Top of DATA TO USE
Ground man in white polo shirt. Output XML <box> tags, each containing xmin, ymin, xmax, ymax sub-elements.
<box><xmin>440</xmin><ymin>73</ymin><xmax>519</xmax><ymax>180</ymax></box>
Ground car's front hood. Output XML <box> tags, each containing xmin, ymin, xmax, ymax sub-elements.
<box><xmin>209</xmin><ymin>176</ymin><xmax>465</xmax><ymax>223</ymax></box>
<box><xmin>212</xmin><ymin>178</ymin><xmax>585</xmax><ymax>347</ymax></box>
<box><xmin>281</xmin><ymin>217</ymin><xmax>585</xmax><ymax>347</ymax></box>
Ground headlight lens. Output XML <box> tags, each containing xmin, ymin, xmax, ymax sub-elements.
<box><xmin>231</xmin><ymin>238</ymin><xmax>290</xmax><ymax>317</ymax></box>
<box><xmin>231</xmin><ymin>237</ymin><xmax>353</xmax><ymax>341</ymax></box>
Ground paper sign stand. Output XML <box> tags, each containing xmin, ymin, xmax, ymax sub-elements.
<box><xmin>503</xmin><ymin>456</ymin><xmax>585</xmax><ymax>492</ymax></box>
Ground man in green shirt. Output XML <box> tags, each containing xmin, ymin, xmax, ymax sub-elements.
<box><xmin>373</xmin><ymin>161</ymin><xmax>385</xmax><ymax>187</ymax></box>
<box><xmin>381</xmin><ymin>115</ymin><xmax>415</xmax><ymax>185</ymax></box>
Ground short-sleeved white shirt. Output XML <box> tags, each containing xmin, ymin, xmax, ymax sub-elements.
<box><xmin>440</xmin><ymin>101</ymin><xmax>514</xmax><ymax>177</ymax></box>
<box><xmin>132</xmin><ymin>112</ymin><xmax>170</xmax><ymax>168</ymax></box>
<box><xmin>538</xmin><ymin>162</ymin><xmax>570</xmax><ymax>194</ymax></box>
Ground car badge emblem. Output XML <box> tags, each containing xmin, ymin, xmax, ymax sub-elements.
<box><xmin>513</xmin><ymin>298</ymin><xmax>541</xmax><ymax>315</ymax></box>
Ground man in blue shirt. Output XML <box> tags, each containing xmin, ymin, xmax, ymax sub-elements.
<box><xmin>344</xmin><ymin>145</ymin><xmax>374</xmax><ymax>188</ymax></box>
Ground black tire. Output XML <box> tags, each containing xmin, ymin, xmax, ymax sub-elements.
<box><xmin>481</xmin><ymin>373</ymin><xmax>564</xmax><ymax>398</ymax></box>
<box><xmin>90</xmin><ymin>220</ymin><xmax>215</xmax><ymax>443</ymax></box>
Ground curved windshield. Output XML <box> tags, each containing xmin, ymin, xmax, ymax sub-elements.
Bottom of DATA TO USE
Top of DATA TO USE
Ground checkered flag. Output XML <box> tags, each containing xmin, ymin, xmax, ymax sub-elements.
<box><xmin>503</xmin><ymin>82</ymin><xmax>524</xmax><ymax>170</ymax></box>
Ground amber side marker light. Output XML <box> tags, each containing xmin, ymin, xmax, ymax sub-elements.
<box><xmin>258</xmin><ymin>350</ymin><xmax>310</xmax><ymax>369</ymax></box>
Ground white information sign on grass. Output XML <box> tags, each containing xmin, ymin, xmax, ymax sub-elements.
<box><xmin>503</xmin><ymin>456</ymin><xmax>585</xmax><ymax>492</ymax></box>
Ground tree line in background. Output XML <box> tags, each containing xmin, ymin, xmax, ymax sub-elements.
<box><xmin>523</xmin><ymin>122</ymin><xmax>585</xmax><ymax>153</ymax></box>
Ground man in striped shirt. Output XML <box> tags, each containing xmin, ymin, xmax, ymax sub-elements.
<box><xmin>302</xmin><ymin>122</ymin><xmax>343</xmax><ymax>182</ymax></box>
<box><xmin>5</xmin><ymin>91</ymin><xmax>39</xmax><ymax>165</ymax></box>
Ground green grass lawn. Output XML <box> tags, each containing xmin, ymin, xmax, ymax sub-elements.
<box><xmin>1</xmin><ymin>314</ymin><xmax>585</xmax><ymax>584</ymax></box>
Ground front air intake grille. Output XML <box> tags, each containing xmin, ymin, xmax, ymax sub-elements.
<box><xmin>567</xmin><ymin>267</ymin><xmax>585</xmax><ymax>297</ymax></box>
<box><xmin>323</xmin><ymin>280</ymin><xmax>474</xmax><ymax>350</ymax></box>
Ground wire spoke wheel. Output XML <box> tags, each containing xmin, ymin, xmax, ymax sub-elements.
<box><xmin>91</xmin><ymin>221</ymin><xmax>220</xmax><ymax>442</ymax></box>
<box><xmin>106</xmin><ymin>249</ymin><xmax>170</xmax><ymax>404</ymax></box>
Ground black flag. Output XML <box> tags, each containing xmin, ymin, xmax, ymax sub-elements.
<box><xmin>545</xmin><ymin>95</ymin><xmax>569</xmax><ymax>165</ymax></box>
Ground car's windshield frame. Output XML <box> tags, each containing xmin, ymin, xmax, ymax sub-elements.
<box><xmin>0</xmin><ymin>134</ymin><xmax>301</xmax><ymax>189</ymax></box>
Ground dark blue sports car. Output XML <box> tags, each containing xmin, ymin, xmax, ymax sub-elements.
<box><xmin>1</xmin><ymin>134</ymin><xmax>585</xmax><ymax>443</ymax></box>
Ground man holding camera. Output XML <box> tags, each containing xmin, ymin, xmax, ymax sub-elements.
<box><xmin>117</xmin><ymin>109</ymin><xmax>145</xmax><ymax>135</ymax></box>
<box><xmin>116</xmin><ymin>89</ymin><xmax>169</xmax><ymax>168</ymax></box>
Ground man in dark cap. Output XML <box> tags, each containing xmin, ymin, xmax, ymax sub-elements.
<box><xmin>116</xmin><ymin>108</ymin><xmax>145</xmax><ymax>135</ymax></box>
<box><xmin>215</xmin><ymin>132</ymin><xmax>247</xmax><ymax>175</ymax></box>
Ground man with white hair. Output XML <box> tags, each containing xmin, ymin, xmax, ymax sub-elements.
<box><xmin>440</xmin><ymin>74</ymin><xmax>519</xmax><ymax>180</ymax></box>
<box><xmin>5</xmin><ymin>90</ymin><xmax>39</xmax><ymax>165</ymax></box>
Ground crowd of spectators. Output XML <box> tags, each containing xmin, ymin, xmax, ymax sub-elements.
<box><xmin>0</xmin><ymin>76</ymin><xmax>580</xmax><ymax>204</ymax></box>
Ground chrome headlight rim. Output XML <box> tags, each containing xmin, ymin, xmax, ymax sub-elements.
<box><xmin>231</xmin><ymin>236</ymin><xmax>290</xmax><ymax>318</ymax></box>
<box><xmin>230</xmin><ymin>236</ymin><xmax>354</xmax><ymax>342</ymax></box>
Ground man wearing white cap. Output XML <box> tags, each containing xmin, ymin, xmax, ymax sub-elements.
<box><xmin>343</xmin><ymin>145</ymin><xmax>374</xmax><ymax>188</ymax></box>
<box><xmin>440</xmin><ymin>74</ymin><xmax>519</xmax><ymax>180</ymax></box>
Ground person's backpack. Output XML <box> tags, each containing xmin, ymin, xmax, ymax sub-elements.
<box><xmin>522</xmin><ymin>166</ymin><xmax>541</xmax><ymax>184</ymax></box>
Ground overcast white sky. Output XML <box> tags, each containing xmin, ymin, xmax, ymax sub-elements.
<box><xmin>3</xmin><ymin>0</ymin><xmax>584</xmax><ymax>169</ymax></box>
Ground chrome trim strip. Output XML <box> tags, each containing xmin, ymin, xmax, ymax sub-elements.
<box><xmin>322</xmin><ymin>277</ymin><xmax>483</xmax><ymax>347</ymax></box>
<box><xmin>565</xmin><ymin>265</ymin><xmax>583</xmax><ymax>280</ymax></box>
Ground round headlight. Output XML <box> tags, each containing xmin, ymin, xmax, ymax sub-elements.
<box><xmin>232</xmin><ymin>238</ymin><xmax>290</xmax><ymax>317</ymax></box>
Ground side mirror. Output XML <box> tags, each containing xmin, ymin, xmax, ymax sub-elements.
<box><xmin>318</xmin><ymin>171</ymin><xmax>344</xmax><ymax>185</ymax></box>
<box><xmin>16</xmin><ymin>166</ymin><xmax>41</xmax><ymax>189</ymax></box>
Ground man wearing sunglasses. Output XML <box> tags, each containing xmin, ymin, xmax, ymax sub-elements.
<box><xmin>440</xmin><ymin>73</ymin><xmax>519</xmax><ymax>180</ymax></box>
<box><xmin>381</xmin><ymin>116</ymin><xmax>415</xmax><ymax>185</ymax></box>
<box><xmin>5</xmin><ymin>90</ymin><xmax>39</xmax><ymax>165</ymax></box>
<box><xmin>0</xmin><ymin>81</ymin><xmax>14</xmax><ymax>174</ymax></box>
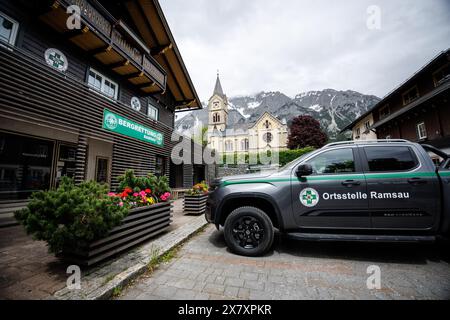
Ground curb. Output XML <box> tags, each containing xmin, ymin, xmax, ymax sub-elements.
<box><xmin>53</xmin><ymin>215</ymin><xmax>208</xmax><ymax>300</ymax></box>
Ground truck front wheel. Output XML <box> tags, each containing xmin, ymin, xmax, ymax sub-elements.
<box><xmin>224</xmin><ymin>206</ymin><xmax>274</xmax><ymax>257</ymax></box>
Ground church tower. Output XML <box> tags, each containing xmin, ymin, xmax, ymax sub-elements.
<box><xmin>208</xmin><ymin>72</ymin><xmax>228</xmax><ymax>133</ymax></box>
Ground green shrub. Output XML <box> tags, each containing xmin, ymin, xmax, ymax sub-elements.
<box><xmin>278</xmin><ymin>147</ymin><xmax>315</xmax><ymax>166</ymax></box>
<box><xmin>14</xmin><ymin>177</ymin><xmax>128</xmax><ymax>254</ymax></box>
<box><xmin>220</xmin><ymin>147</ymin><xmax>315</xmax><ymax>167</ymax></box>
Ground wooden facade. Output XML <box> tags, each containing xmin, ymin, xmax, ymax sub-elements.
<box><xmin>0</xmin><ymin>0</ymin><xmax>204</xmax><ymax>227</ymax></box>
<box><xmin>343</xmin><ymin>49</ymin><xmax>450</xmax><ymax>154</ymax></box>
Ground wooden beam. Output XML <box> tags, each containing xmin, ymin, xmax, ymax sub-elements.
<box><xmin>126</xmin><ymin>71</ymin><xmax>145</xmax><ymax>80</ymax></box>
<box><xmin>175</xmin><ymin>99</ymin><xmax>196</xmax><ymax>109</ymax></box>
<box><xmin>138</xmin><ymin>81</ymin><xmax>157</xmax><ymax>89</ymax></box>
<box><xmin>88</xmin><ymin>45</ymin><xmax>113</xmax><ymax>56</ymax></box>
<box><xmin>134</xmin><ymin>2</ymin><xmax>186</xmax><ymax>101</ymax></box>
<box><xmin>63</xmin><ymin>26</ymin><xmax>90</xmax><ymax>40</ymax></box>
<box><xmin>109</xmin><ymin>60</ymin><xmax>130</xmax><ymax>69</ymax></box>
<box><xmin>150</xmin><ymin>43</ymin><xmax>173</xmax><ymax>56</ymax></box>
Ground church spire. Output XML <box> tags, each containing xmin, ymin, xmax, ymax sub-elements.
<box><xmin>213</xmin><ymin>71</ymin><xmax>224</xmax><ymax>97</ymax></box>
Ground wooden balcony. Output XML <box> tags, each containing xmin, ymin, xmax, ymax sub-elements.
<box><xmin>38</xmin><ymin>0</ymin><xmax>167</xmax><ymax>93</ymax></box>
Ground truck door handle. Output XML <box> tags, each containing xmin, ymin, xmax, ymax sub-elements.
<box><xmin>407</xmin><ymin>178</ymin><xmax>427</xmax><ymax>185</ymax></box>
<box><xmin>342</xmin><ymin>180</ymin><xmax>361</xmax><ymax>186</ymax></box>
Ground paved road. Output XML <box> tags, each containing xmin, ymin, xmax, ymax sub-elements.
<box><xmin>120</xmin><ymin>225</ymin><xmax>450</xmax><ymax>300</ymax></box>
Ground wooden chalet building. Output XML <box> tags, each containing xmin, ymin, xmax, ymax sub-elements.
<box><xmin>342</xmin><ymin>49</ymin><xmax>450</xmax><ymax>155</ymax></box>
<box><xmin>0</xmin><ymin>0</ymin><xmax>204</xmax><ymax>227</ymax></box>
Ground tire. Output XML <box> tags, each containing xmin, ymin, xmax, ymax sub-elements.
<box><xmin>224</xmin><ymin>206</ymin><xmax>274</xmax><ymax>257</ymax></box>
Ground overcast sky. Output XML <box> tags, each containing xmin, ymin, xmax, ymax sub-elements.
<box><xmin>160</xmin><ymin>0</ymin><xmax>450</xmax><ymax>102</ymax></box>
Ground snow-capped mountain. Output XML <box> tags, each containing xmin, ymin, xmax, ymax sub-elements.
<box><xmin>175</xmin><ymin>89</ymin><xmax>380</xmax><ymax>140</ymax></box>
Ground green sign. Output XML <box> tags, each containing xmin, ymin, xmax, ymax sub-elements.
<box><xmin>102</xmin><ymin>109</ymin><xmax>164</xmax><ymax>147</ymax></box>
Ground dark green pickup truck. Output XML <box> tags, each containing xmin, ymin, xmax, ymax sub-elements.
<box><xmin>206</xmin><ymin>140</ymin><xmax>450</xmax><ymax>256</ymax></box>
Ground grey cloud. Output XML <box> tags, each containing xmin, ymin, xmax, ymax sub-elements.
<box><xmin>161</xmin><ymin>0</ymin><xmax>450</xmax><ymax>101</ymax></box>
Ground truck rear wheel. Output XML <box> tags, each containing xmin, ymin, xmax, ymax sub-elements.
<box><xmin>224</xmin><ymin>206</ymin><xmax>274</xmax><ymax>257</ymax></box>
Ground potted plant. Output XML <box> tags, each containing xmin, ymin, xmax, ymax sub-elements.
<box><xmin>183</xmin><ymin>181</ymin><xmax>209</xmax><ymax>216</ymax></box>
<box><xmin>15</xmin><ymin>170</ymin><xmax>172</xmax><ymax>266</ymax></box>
Bottom of DATA TO USE
* [TASK REQUIREMENTS]
Above are the records; from them, give again exactly the lines from the one containing "Ground man in blue" through the one containing "Ground curved windshield.", both included.

* [OUTPUT FOR THIS TASK]
Ground man in blue shirt. Output XML <box> tags, each containing xmin, ymin, xmax, ymax sub-elements.
<box><xmin>344</xmin><ymin>145</ymin><xmax>374</xmax><ymax>188</ymax></box>
Ground black tire. Output XML <box> tags, each containing xmin, ymin, xmax, ymax sub-elements.
<box><xmin>481</xmin><ymin>373</ymin><xmax>564</xmax><ymax>398</ymax></box>
<box><xmin>90</xmin><ymin>220</ymin><xmax>215</xmax><ymax>443</ymax></box>
Ground curved windshield. Output XML <box> tags, each containing xmin, ymin, xmax, ymax sub-elements.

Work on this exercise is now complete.